WRITTEN REQUEST ▸
Return every line of the listing below without any changes, keeping the original order.

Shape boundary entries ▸
━━━━
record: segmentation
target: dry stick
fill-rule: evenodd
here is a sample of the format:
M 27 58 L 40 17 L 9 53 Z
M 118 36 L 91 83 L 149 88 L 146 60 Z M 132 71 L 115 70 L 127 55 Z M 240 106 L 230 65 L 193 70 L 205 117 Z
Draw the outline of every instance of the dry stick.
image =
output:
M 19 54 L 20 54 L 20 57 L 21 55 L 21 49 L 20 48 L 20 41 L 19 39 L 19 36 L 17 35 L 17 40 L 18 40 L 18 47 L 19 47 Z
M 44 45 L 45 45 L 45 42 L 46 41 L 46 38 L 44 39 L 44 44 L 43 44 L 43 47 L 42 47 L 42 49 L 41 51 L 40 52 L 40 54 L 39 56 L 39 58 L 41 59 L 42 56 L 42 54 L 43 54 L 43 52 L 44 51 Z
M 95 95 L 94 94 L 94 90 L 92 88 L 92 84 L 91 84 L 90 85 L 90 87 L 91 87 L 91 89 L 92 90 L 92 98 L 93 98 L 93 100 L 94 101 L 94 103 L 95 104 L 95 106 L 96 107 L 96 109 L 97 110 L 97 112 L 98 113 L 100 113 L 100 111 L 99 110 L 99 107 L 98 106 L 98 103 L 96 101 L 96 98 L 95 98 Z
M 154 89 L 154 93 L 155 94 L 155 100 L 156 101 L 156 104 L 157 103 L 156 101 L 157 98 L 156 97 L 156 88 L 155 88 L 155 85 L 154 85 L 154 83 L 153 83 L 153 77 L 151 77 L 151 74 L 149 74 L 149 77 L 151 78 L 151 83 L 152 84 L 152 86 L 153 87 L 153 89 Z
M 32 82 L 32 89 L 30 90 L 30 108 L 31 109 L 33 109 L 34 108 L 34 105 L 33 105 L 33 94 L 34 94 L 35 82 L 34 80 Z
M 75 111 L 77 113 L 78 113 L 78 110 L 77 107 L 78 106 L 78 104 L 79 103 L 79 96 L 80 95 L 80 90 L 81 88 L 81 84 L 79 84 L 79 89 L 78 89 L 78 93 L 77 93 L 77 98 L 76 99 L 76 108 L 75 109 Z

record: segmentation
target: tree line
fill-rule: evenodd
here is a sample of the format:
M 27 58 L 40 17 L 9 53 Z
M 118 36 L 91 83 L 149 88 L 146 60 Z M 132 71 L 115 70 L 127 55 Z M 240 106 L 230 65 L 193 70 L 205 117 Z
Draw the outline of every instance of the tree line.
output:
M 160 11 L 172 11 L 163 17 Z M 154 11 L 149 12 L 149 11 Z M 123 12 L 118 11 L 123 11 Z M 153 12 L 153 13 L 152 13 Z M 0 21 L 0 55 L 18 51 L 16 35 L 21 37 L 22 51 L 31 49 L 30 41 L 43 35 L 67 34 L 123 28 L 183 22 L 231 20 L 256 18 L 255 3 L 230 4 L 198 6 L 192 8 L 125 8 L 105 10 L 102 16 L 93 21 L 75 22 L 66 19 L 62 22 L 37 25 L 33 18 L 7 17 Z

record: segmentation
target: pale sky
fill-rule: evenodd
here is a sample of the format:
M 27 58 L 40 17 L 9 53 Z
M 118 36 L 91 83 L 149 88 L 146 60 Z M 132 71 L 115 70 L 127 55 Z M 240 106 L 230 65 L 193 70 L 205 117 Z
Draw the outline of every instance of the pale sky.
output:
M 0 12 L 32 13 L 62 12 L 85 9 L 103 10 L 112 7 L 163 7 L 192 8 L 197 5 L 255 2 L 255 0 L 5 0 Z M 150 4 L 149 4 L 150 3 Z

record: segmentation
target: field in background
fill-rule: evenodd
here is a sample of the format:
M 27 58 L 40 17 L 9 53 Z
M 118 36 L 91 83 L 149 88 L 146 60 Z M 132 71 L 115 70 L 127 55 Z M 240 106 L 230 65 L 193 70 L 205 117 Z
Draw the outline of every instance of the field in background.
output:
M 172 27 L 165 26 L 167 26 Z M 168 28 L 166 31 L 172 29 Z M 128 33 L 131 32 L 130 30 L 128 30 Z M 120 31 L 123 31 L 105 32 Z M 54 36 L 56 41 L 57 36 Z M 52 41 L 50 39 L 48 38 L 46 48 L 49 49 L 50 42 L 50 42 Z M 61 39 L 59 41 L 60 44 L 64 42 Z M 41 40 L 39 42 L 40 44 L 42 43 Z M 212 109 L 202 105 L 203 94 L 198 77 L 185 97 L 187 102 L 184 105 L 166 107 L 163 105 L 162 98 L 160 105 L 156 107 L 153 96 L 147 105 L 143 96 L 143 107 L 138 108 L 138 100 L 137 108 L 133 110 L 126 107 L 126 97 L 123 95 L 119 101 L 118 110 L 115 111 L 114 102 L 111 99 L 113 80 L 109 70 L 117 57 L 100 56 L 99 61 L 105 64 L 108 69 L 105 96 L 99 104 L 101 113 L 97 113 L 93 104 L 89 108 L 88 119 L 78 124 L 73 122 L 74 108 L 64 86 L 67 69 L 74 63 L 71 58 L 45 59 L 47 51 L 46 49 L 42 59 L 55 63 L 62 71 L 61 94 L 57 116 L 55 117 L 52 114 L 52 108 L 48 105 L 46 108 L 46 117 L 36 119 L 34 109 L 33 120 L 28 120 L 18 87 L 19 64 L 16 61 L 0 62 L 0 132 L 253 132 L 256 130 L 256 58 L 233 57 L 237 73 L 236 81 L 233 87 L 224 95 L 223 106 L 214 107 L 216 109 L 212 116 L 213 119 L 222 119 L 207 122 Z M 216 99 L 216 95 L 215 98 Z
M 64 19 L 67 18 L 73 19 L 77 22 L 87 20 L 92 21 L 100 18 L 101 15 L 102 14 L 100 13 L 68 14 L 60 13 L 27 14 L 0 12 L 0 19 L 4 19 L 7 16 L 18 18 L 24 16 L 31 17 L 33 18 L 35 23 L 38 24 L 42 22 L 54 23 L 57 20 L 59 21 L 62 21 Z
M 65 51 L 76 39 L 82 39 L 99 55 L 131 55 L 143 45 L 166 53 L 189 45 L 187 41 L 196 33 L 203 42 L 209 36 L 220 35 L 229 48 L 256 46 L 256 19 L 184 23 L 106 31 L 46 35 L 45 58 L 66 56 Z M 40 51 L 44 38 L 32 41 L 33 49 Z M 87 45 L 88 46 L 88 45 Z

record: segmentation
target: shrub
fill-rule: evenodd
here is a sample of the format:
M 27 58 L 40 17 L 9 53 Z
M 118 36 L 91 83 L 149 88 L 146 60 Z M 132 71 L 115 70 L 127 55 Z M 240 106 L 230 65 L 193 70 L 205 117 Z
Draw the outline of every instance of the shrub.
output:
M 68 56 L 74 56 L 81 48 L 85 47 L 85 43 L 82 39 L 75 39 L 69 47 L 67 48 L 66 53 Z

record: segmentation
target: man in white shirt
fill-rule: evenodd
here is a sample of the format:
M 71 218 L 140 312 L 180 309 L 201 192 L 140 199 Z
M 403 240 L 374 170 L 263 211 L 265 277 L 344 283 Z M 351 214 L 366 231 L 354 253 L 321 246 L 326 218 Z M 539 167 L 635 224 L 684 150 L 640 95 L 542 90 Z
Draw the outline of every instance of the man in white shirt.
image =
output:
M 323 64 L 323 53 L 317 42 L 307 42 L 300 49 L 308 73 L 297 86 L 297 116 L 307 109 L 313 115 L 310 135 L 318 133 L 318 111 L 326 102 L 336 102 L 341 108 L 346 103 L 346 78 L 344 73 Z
━━━━
TASK RESULT ▸
record: segmentation
target: dry stick
fill-rule: evenodd
here is a sample of the format:
M 27 58 L 40 17 L 9 53 Z
M 118 36 L 91 83 L 149 88 L 146 60 Z M 132 71 L 115 70 L 127 55 Z M 240 106 L 230 65 L 193 70 L 205 117 Z
Draw the outline of every instance of the dry stick.
image =
output:
M 19 54 L 20 54 L 20 57 L 21 55 L 21 49 L 20 48 L 20 41 L 19 39 L 19 36 L 17 35 L 17 40 L 18 40 L 18 47 L 19 47 Z
M 44 45 L 45 45 L 45 42 L 46 41 L 46 38 L 44 39 L 44 44 L 43 44 L 43 47 L 42 47 L 42 49 L 41 51 L 40 52 L 40 54 L 39 56 L 39 58 L 41 59 L 42 56 L 42 54 L 43 54 L 43 52 L 44 51 Z
M 95 95 L 94 94 L 94 90 L 92 88 L 92 84 L 91 84 L 90 85 L 90 87 L 91 87 L 91 89 L 92 90 L 92 98 L 93 98 L 93 100 L 94 101 L 94 103 L 95 104 L 95 106 L 96 107 L 96 109 L 97 110 L 97 112 L 98 113 L 100 113 L 100 111 L 99 110 L 99 107 L 98 106 L 98 103 L 96 101 L 96 98 L 95 98 Z
M 154 89 L 154 93 L 155 94 L 155 100 L 156 101 L 156 104 L 157 103 L 156 101 L 157 98 L 156 97 L 156 88 L 155 88 L 155 85 L 154 85 L 154 83 L 153 83 L 153 77 L 151 77 L 151 74 L 149 74 L 149 77 L 151 78 L 151 83 L 152 84 L 152 86 L 153 87 L 153 89 Z
M 32 82 L 32 89 L 30 90 L 30 108 L 31 109 L 33 109 L 34 108 L 34 105 L 33 105 L 33 94 L 34 94 L 35 82 L 34 80 Z
M 75 111 L 77 113 L 78 113 L 78 110 L 77 107 L 78 106 L 78 104 L 79 103 L 79 96 L 80 95 L 80 90 L 81 88 L 81 84 L 79 84 L 79 89 L 78 89 L 78 93 L 77 93 L 77 98 L 76 99 L 76 108 L 75 109 Z

record: segmentation
target: tree line
fill-rule: evenodd
here is a sample of the format:
M 27 58 L 40 17 L 9 53 Z
M 118 36 L 91 83 L 149 88 L 146 60 Z M 132 71 L 115 70 L 127 55 Z M 240 106 L 230 65 L 193 70 L 205 117 Z
Draw the outline of every instance of the tree line.
output:
M 160 11 L 172 11 L 163 17 Z M 154 11 L 149 12 L 149 11 Z M 123 12 L 118 11 L 123 11 Z M 153 12 L 153 13 L 152 13 Z M 0 21 L 0 55 L 18 51 L 16 35 L 21 37 L 22 51 L 31 49 L 30 41 L 43 35 L 67 34 L 123 28 L 183 22 L 231 20 L 256 18 L 255 3 L 230 4 L 198 6 L 192 8 L 125 8 L 105 10 L 102 16 L 93 21 L 75 22 L 66 19 L 62 22 L 37 25 L 33 18 L 7 17 Z

record: segmentation
target: pale sky
fill-rule: evenodd
here is a sample of the format:
M 27 58 L 40 17 L 9 53 Z
M 118 36 L 91 83 L 149 88 L 146 60 Z M 132 71 L 115 70 L 127 55 Z M 240 106 L 230 65 L 193 70 L 205 117 Z
Draw the outline of every instance of the pale sky.
output:
M 0 12 L 32 13 L 62 12 L 85 9 L 103 10 L 112 7 L 163 7 L 192 8 L 197 5 L 255 2 L 255 0 L 5 0 Z M 150 4 L 149 4 L 150 3 Z

record: segmentation
target: field in background
fill-rule: evenodd
here is a sample of the format:
M 27 58 L 40 17 L 9 53 Z
M 118 36 L 91 83 L 149 88 L 146 60 Z M 132 71 L 115 70 L 127 55 Z M 240 106 L 230 65 L 193 70 L 205 117 Z
Draw the outline of every instance of the field in background.
output:
M 172 27 L 165 26 L 167 26 Z M 168 28 L 166 31 L 172 29 Z M 128 33 L 131 32 L 130 30 L 128 30 Z M 120 31 L 123 31 L 105 32 Z M 54 36 L 56 41 L 57 36 Z M 52 41 L 50 39 L 48 38 L 46 48 L 49 49 L 50 42 L 50 42 Z M 61 39 L 59 41 L 60 44 L 64 42 Z M 41 40 L 39 42 L 40 44 L 42 43 Z M 212 109 L 202 105 L 203 94 L 198 77 L 185 97 L 187 102 L 184 105 L 166 107 L 163 105 L 162 98 L 160 105 L 156 107 L 153 96 L 147 105 L 143 96 L 143 107 L 138 108 L 138 100 L 137 108 L 133 110 L 126 107 L 126 97 L 123 95 L 119 101 L 118 110 L 115 111 L 114 102 L 111 99 L 113 80 L 109 70 L 117 57 L 100 56 L 99 61 L 105 64 L 108 69 L 105 96 L 99 104 L 101 113 L 97 113 L 93 104 L 89 108 L 88 119 L 78 124 L 73 122 L 74 108 L 64 86 L 67 69 L 74 63 L 71 58 L 45 59 L 47 51 L 46 49 L 42 59 L 55 63 L 62 71 L 61 94 L 57 116 L 55 117 L 52 114 L 52 108 L 48 105 L 46 108 L 46 117 L 36 119 L 34 109 L 33 120 L 28 120 L 18 87 L 19 64 L 16 61 L 0 62 L 0 132 L 253 132 L 256 130 L 256 58 L 233 57 L 237 73 L 236 81 L 233 87 L 224 95 L 223 106 L 214 107 L 216 109 L 212 116 L 213 119 L 222 119 L 207 122 Z M 216 99 L 216 95 L 215 98 Z
M 64 19 L 67 18 L 73 19 L 77 22 L 87 20 L 92 21 L 100 18 L 101 15 L 102 14 L 100 13 L 68 14 L 60 13 L 27 14 L 0 12 L 0 19 L 4 19 L 7 16 L 18 18 L 24 16 L 31 17 L 33 18 L 35 23 L 38 24 L 42 22 L 54 23 L 57 20 L 59 21 L 62 21 Z
M 65 51 L 76 39 L 82 39 L 99 55 L 131 55 L 143 45 L 166 53 L 189 45 L 187 41 L 196 33 L 203 42 L 209 36 L 220 35 L 229 48 L 256 46 L 256 19 L 184 23 L 106 31 L 46 35 L 45 58 L 66 56 Z M 40 51 L 44 38 L 32 41 L 33 49 Z M 87 45 L 88 46 L 88 45 Z

record: segmentation
target: shrub
fill-rule: evenodd
here is a sample of the format:
M 27 58 L 40 17 L 9 53 Z
M 118 36 L 91 83 L 149 88 L 146 60 Z M 132 71 L 115 70 L 127 55 Z M 240 106 L 230 65 L 193 70 L 205 117 Z
Draw the outline of every instance of the shrub.
output:
M 68 56 L 74 56 L 81 48 L 85 47 L 85 43 L 82 39 L 75 39 L 69 47 L 67 48 L 66 53 Z

record: segmentation
target: man in white shirt
fill-rule: evenodd
here is a sample of the format:
M 71 218 L 140 312 L 180 309 L 201 192 L 140 199 Z
M 403 240 L 374 170 L 263 211 L 265 277 L 344 283 Z M 351 214 L 366 231 L 354 253 L 321 246 L 326 218 Z M 539 167 L 635 224 L 684 150 L 640 95 L 542 90 Z
Draw the outline of every instance of the man in white shirt.
image =
output:
M 323 64 L 323 53 L 317 42 L 307 42 L 300 49 L 308 73 L 297 86 L 297 116 L 307 109 L 313 115 L 310 135 L 318 133 L 318 111 L 326 102 L 336 102 L 341 108 L 346 103 L 346 78 L 344 73 Z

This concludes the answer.